- [Passage to read]:
+ + + + + + +

Skip to content
Know Your Rights
Source: Make the Road New York
Subject: Workplace Justice
Type: Press Advisory

Julissa Bisono, a 25-year old Workplace Justice Organizer for Make the Road New York Wins "Mario Savio Young Activist Award"

***

FOR RELEASE DECEMBER 5, 2008***

NEW YORKER WINS "MARIO SAVIO YOUNG
ACTIVIST AWARD"

Berkeley, CA

Julissa Bisono, a 25-year old
Workplace Justice Organizer for Make the Road New York, has won the 2008 Mario
Savio Young Activist Award, sharing a $6,000 prize with her organization.   Honorable mention and $500 prizes were given
to 22-year old Macias Ramos of Los Angeles, for
his work on behalf of undocumented students, and to 23-year old Melody
Gonzalez, for her work with migrant workers through the Student/Farmworker Alliance
in Florida.

            Bisono
was cited for her efforts to organize low-income immigrant workers to combat illegal wage and poor working
conditions in the restaurant and nightclub industries. Several years ago, Bisono
helped to found Workers United, a group of Latino immigrant workers.  As a result of Bisono’s work, the group’s
membership has grown to over a hundred.  The group has successfully used
community organizing and legal advocacy to win hundreds of thousands of dollars
of unpaid back wages for workers whose employers failed to pay the minimum wage
or overtime wages as required by the law.

            The
Mario Savio Young Activist Award is named for the leader of the Free Speech
Movement at the University of California at Berkeley,
in 1964.  It is given each year to a
young person with "a deep commitment to human rights and social justice
and a proven ability to transform this commitment into effective action."

            Julissa
has been working  for social justice
since the age of 15," said Lynne Hollander Savio, chairperson of the Mario
Savio Memorial Lecture fund, a private group which gives the award.  "She is a fiery advocate on behalf of her
group members and is able to inspire them to fight for themselves and help them
develop the skills to do so."

+ + + + + + +

- [Excerpted records]:
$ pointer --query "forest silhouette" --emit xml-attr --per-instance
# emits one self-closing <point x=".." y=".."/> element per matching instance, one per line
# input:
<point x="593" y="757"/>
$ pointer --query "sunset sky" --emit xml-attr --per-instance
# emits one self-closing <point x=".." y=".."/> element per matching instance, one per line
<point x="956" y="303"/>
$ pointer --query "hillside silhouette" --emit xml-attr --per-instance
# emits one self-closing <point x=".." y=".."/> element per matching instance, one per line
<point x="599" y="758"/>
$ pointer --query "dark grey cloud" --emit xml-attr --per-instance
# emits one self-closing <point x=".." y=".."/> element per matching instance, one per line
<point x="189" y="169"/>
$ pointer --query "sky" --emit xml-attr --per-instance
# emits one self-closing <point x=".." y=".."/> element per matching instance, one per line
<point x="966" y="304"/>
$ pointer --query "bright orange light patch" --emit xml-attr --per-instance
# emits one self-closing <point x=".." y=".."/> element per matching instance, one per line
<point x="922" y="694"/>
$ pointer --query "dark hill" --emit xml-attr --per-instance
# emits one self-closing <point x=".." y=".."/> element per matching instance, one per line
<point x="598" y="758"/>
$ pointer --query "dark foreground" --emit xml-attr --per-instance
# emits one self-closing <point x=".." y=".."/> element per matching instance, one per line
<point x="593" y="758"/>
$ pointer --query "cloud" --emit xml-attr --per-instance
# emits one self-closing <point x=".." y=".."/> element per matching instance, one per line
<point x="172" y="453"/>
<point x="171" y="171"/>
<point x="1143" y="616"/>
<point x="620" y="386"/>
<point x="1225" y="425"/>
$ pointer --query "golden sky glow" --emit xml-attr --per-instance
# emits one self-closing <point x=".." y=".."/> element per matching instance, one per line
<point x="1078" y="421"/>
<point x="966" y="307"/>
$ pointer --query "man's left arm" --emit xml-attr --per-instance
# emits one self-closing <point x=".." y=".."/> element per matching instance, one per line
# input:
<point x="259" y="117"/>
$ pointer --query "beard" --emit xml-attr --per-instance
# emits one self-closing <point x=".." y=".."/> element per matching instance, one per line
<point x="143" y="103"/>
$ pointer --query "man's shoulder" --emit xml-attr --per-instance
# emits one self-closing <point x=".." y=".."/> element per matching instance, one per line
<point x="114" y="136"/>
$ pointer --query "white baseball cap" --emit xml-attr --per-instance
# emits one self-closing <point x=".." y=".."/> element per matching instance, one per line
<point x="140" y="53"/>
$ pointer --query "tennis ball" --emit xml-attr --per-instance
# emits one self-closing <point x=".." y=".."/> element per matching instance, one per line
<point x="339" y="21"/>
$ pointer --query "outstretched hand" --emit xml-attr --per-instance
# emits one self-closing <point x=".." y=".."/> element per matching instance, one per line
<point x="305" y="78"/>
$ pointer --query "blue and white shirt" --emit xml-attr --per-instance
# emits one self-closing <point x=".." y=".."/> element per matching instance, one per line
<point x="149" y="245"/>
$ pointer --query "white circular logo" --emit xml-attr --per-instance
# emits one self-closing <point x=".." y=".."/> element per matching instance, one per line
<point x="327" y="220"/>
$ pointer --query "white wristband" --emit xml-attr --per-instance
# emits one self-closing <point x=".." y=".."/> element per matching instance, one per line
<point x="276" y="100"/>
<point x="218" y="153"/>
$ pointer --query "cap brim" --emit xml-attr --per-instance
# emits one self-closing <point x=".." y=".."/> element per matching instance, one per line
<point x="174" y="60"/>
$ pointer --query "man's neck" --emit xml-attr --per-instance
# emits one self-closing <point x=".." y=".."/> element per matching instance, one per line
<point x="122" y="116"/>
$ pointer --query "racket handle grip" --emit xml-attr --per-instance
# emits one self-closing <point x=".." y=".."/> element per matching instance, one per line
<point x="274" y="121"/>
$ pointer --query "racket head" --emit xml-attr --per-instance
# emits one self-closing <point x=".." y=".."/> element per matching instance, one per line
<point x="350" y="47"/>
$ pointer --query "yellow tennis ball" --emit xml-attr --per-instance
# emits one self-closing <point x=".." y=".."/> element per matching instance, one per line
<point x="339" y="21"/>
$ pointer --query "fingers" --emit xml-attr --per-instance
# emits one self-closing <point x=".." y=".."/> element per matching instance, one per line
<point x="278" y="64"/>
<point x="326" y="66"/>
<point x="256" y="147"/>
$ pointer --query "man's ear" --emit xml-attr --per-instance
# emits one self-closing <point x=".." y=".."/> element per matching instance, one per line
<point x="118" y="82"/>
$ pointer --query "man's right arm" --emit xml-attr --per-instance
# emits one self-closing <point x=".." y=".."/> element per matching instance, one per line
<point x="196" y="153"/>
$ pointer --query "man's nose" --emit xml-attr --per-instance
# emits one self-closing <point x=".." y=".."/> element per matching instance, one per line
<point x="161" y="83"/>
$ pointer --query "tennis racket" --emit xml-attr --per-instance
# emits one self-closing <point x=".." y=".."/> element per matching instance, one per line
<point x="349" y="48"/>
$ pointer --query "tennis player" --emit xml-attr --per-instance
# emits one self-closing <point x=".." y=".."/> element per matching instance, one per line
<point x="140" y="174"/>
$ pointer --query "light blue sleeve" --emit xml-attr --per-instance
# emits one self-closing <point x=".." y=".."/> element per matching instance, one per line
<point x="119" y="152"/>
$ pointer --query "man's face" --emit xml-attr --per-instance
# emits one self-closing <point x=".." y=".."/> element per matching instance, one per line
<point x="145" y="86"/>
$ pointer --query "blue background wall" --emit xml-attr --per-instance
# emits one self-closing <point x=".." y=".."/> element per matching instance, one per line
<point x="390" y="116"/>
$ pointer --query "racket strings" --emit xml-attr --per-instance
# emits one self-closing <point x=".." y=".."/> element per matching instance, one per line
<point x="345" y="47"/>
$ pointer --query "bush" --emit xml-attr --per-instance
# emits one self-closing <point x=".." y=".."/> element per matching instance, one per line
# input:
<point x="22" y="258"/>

+ + + + + + +

- [Your instructions]:
Condense the paragraph of the award announcement above that begins "Bisono was cited" into a short bulleted list that keeps its main facts.

- [Correct response]:
- Bisono was cited for organizing low-income immigrant workers in the restaurant and nightclub industries to combat illegal wage and poor working conditions.
- Several years ago, she helped found Workers United, a group of Latino immigrant workers.
- Through her work, the group's membership has grown to over a hundred.
- Using community organizing and legal advocacy, the group has won hundreds of thousands of dollars in unpaid back wages for workers whose employers failed to pay the legally required minimum wage or overtime.